Text extract =
My first job was actually at Google, where I worked on the ad side of the business. And I had no idea about how any of this stuff worked, like internet businesses, so it was actually incredibly useful. I say that because you know, my undergrad degrees were in history and government. I thought I was gonna go into academia, I spent most of my time reading books, that was kind of like my experience in university.
So working at Google was an amazing experience because it taught me the way that internet businesses actually run, and it gave me a great appreciation for two things that I think are incredibly important and seriously undervalued, which are sales: no matter what your job is, the more senior you get, the more your job is just a sales job; growth marketing, having super analytical approach to marketing. So those were like great early lessons from Google.
But I kind of realised pretty quickly that I didn't work want to work at a massive company. A small, early-stage and messy company really fit my personality better. So, I ended up joining this company called Compstak, which is based in New York City. It's a commercial real estate data platform. You could almost think of it as a B2B marketplace but for commercial real estate data.

Stated problem 1 =
Swap "even-odd rule" for "nonzero rule" everywhere it appears in the data items below, and leave everything else unchanged.

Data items
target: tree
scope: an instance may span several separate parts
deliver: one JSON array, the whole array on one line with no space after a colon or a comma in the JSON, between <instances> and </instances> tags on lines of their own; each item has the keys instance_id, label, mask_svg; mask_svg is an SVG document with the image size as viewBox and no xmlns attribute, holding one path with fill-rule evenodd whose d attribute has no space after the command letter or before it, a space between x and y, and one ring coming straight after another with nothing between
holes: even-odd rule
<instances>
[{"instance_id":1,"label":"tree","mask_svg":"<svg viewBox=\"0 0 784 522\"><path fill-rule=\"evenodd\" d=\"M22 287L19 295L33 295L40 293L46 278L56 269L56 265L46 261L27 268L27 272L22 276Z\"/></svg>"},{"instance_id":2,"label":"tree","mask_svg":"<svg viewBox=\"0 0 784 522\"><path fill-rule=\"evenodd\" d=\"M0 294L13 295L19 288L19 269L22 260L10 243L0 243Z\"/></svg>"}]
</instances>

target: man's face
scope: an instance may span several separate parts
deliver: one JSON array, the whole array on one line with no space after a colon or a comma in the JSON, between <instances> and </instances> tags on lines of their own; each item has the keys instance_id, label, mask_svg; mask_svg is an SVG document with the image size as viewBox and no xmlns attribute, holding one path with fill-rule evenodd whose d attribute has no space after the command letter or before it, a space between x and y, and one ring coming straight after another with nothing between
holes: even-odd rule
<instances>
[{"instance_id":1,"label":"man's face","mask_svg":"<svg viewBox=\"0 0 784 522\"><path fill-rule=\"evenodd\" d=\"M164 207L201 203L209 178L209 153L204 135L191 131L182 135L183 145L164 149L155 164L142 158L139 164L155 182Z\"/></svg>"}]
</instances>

Stated problem 2 =
According to the text on early career lessons, what subjects were the speaker's undergraduate degrees in?

Response 1 =
target: tree
scope: an instance may span several separate parts
deliver: one JSON array, the whole array on one line with no space after a colon or a comma in the JSON, between <instances> and </instances> tags on lines of their own; each item has the keys instance_id, label, mask_svg; mask_svg is an SVG document with the image size as viewBox and no xmlns attribute, holding one path with fill-rule evenodd whose d attribute has no space after the command letter or before it, a space between x and y, and one ring coming straight after another with nothing between
holes: nonzero rule
<instances>
[{"instance_id":1,"label":"tree","mask_svg":"<svg viewBox=\"0 0 784 522\"><path fill-rule=\"evenodd\" d=\"M22 287L19 295L33 295L40 293L46 278L56 269L56 265L46 261L27 268L27 272L22 276Z\"/></svg>"},{"instance_id":2,"label":"tree","mask_svg":"<svg viewBox=\"0 0 784 522\"><path fill-rule=\"evenodd\" d=\"M0 294L13 295L19 288L19 269L22 260L10 243L0 243Z\"/></svg>"}]
</instances>

target: man's face
scope: an instance may span several separate parts
deliver: one JSON array, the whole array on one line with no space after a colon or a comma in the JSON, between <instances> and </instances> tags on lines of their own; each item has the keys instance_id, label, mask_svg; mask_svg is an SVG document with the image size as viewBox and no xmlns attribute, holding one path with fill-rule evenodd whose d attribute has no space after the command letter or before it, a space between x and y, and one ring coming straight after another with nothing between
holes: nonzero rule
<instances>
[{"instance_id":1,"label":"man's face","mask_svg":"<svg viewBox=\"0 0 784 522\"><path fill-rule=\"evenodd\" d=\"M164 207L201 203L209 178L209 153L204 135L191 131L182 135L183 145L164 149L155 164L142 158L139 164L155 182Z\"/></svg>"}]
</instances>

Response 2 =
History and government.